What to work on ▸ Lines in the listing below that hold "railing" are the ones to copy.

Material provided ▸
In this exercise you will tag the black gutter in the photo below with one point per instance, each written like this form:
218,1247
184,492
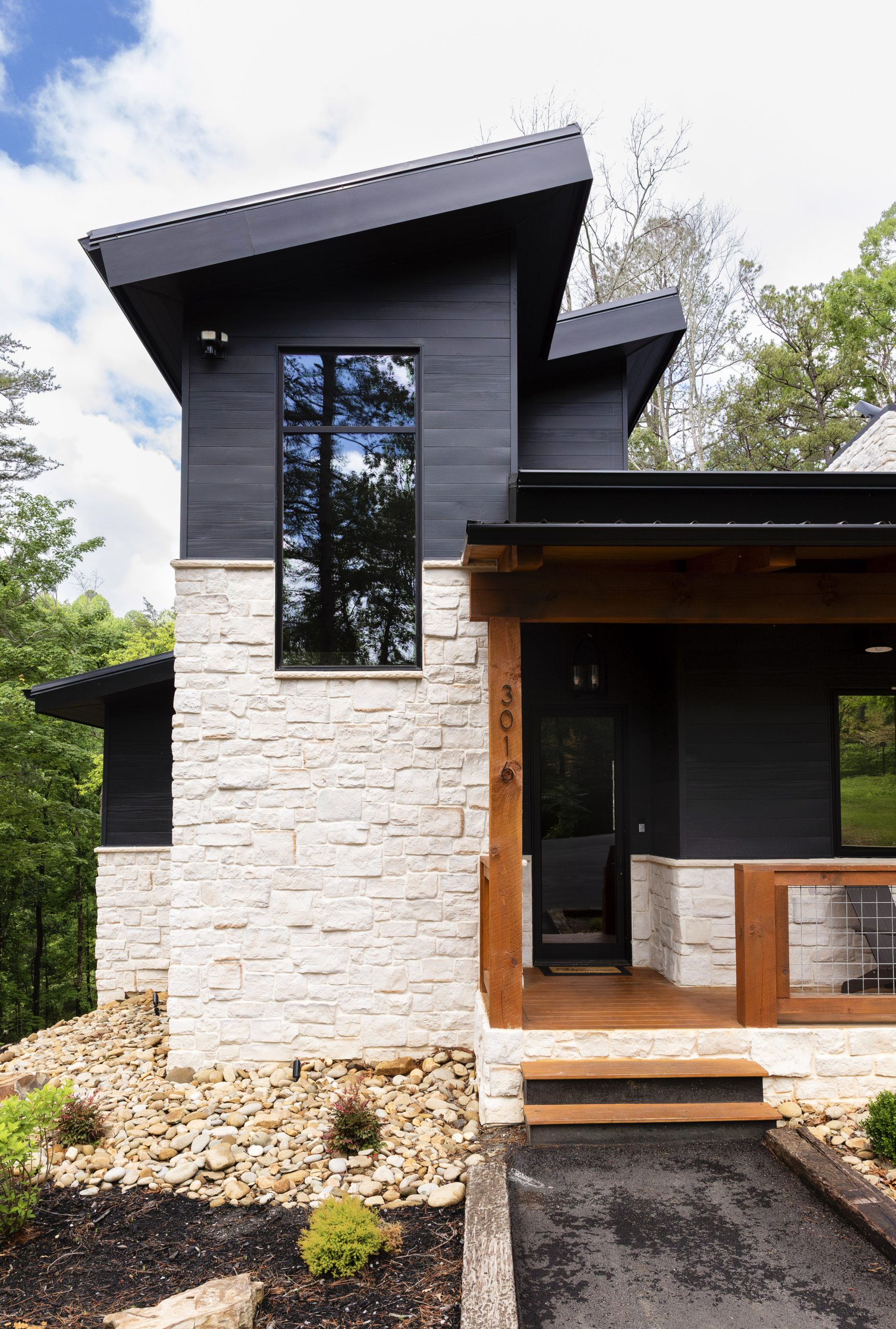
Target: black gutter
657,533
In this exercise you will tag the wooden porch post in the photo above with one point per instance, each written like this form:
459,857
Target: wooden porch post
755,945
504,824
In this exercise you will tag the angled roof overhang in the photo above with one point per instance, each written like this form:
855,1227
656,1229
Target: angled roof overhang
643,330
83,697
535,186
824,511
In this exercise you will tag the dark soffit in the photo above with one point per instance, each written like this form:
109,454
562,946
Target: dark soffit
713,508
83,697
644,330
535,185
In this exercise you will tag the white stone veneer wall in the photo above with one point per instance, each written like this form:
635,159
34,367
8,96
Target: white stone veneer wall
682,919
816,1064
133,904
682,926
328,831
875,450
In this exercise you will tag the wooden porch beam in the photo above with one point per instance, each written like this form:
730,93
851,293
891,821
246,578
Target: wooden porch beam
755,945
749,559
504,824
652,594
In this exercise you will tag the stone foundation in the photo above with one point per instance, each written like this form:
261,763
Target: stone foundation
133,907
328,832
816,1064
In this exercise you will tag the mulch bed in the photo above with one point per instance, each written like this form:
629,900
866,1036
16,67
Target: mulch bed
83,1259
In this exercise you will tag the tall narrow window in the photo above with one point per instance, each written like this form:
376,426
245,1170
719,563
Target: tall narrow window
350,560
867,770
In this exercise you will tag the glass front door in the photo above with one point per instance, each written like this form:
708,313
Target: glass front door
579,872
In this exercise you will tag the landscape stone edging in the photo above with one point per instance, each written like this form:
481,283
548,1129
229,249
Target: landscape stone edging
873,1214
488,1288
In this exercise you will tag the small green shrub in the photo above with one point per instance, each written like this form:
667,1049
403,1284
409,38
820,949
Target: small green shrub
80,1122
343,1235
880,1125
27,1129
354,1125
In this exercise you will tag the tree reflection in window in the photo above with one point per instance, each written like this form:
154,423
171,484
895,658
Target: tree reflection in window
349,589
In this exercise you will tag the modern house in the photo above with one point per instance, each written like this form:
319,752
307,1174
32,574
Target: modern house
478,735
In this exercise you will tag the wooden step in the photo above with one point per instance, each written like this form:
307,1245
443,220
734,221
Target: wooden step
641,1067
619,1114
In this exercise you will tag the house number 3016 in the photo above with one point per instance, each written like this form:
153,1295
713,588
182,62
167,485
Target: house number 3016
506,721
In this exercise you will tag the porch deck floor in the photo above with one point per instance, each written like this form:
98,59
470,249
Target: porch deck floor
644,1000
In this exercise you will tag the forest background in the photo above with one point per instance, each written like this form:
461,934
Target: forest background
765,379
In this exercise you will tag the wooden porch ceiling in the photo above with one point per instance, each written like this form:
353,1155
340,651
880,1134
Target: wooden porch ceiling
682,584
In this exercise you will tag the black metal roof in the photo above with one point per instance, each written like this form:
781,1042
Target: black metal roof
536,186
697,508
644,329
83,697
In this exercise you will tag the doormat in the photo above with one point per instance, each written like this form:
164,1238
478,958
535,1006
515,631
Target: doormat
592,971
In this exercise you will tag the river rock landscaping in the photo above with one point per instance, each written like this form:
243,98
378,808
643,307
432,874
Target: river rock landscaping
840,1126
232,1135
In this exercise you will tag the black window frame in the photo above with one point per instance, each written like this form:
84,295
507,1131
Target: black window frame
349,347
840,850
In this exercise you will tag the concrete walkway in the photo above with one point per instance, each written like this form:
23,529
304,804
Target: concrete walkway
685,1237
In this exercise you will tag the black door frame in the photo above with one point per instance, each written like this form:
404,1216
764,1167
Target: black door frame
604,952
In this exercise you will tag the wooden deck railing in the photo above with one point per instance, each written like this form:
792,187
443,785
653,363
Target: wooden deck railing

Response ▸
In this exercise you will tag the wooden deck railing in the photo above with one point per instance, each written like this form:
Target: wooden deck railing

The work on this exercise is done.